[Records contained in a dataset]
= = =

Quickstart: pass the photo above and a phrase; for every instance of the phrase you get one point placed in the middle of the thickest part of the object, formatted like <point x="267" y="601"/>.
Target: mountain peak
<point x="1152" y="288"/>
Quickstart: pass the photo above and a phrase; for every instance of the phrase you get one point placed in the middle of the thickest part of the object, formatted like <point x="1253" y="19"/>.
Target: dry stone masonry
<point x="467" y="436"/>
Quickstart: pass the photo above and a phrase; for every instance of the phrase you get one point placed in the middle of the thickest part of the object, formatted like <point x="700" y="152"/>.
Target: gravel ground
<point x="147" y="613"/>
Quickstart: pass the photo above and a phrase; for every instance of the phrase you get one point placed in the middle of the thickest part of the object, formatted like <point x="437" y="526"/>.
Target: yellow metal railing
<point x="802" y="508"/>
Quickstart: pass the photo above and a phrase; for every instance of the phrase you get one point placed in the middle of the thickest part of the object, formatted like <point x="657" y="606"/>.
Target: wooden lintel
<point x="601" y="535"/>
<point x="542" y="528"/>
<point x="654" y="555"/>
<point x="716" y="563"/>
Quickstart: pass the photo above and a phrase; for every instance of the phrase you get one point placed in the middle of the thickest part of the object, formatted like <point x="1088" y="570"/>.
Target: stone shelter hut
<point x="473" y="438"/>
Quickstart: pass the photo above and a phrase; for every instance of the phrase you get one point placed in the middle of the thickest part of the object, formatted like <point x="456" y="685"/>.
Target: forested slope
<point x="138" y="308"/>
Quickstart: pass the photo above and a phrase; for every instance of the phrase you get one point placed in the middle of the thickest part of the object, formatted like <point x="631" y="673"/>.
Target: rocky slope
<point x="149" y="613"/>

= = =

Word for word, write out each of the records above.

Reply —
Quickstart: pass the photo above and a phrase; for every instance of the phrase you get one point placed in the middle of the thickest part of the object, formatted like <point x="267" y="601"/>.
Target: mountain peak
<point x="1152" y="288"/>
Quickstart: pass the photo above and a phrase; for every instance of the phrase you get one point placed in the middle of the thickest part of the object, formatted like <point x="1253" y="19"/>.
Target: dry stone masonry
<point x="467" y="436"/>
Quickstart: pass the photo above and a phrase; for every instance of the phrase you get one point placed in the middle of the thickest part of the object, formatted like <point x="700" y="152"/>.
Target: gravel ground
<point x="147" y="613"/>
Quickstart: pass the photo above and a phrase; for every instance of the phrase you get one point placed in the middle of the thickest part of the object, formatted like <point x="437" y="526"/>.
Target: yellow metal railing
<point x="802" y="508"/>
Quickstart: pass the photo above and a phrase; for every instance of the phrase you get one point placed in the middle of the thickest part of the object, formatted like <point x="657" y="606"/>.
Target: wooden lintel
<point x="601" y="535"/>
<point x="542" y="528"/>
<point x="654" y="555"/>
<point x="716" y="563"/>
Quickstart: pass the photo above and a phrase; for every instance of the phrase you get one point placed in the middle of the thickest part of the object, formatted like <point x="1088" y="570"/>.
Target: stone shelter hut
<point x="473" y="438"/>
Quickstart: pass the photo above and a phrase; for every instance of the phrase you get one point placed in the middle of the thickest part of the object, formatted like <point x="456" y="685"/>.
Target: forested slope
<point x="138" y="308"/>
Quickstart: pass the photo above and a phrase; for every instance of the phrase you get one point placed in the middle of the thickest part of the object, formatted like <point x="631" y="673"/>.
Target: rocky slope
<point x="149" y="613"/>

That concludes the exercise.